• Brano del documento:
Presentazione della conferenza di Madrid e un saluto a José Arquero Idalgo.

Nella foto Paolo Severi e José Arquero Idalgo

Ci sono persone con le quali ti trovi subito a tuo agio, che ci discuti volentieri fino a notte fonda e dici, mannaggia, peccato che lui abita a Madrid e io a Pavia, che chissà quante belle cose potremmo combinare assieme. Entrambi appassionati di gemmologia, gioielleria, buona cucina, scrittura, ci siamo conosciuti in Israele, entrambi giornalisti ospiti della Borsa dei Diamanti, un po’ di anni fa. Da allora ci siamo incontrati in qualche fiera di gioielleria e convegno di gemmologia, e ogni volta a dire che avremmo dovuto combinare qualcosa assieme. Alla fine ci siamo decisi, e mi ha invitato a partecipare come relatore a un convegno internazionale di gemmologia che lui, José Arquero Idalgo, stava organizzando a Madrid.

• Voci estratte:

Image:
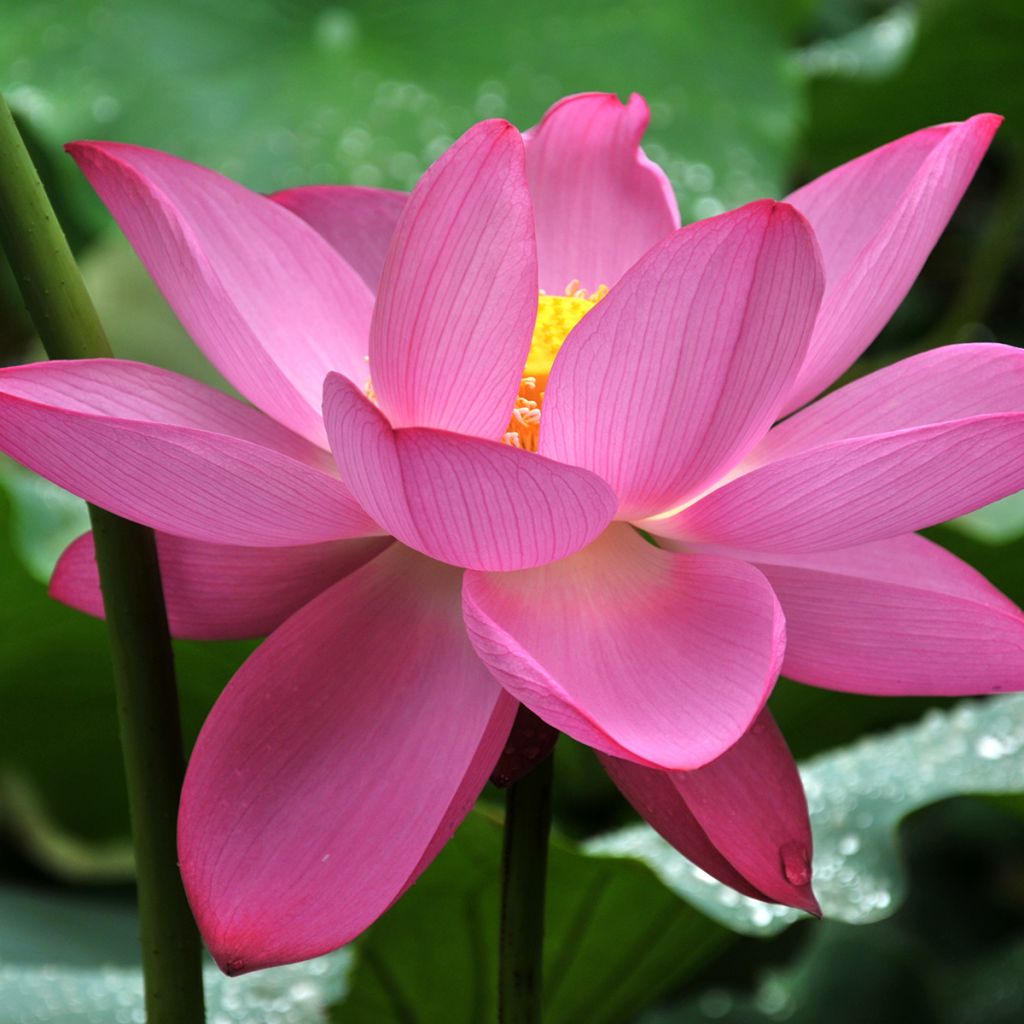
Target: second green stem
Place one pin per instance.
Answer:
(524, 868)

==

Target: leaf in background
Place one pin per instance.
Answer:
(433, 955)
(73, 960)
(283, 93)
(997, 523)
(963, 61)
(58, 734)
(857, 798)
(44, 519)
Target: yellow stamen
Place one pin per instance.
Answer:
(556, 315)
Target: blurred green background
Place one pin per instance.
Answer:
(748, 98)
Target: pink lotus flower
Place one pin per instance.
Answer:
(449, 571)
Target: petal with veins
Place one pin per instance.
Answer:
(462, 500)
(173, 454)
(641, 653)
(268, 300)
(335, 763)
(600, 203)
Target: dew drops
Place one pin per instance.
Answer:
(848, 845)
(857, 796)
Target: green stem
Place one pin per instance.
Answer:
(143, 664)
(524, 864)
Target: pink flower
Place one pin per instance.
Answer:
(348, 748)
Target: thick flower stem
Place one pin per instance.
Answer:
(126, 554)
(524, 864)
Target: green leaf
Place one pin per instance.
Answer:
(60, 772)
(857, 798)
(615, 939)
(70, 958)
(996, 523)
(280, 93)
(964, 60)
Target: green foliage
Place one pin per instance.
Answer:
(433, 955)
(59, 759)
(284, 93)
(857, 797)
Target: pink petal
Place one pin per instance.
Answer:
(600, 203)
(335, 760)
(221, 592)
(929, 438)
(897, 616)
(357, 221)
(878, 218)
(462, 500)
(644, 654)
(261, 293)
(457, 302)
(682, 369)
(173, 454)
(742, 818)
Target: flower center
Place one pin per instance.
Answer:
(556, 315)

• Obiettivo A:
Secondo il brano sulla conferenza di Madrid, in quale paese si sono conosciuti chi scrive e José Arquero Idalgo?
• Obiettivo B:
Scrivi il seguito del brano sulla conferenza di Madrid, partendo da dopo la sua ultima frase.
Le voci vengono da un'altra fonte.

• Risultato finale A:
In Israele, da giornalisti ospiti della Borsa dei Diamanti.

• Risultato finale B:
Accetto, e preparo la mia relazione. So di essere un po’ un eretico nel mio settore, a un convegno in Italia un tale mi ha strappato il microfono di mano urlando “questo è un convegno di gemmologia e non di ecologia”, e in pochi avevano fischiato contro quell’imbecille. Recentemente, su RAI 3, la storia si è ripetuta e, in quella squallida trasmissione di nome “Brontolo”, non mi hanno lasciato parlare perché non mi adeguavo al loro stupido copione. Per non correre rischi, e per non mettere in imbarazzo il mio amico, gli spedisco la relazione, pregandolo di correggere la traduzione, sottolineando che quelle sono le mie idee sulla filosofia e sull’etica del gioiello, ma che non voglio mettere in imbarazzo né lui, né gli inserzionisti della sua rivista, per cui avrei preferito una eventuale censura prima, piuttosto che durante il convegno. Gli altri relatori avevano comunicato solo una traccia del loro intervento, così, nel volume di presentazione del convegno, a loro è stata dedicata una pagina a testa, a me tutta la relazione, con foto e quant’altro; una quindicina di pagine. La conferenza è stata un’esperienza entusiasmante. Anziché fermarmi a Madrid lo stretto tempo necessario, mi sono preso una settimana di ferie, Madrid è fantastica e la compagnia di José assolutamente impagabile. Come bozza di intervento per l’anno prossimo, abbiamo ragionato sulla possibilità di tradurre in spagnolo un paio dei miei libri e di presentarli assieme in occasione del convegno del settembre 2012. Torno a Pavia con la valigia piena di programmi e di sorrisi. Dopo una settimana spedisco a José una Mail, e dopo pochi giorni stavo telefonandogli perché temevo non avesse l’avesse ricevuta, ma suona il telefonino e appare il suo nome. Tutto contento lo saluto con gioia, ma mi risponde la sua segretaria, che stava avvisando tutti i gli amici che José era stato appena stroncato da un infarto; quel giorno stesso gli stavano espiantando degli organi e l’indomani lo avrebbero cremato. Ho pianto come un bambino e non ci volevo credere. Ho interrotto la lettura di un libro in spagnolo, non volevo sentire più niente che avesse a che fare con la Spagna. E invece no! José, oltre che un carissimo amico, è stato un grande giornalista di gemmologia, gioielleria e orologeria, per cui è giusto ricordarlo con tutto l’entusiasmo, l’onestà intellettuale e la gioia di vivere che, chiunque abbia avuto il privilegio di conoscerlo, gli ha anche invidiato.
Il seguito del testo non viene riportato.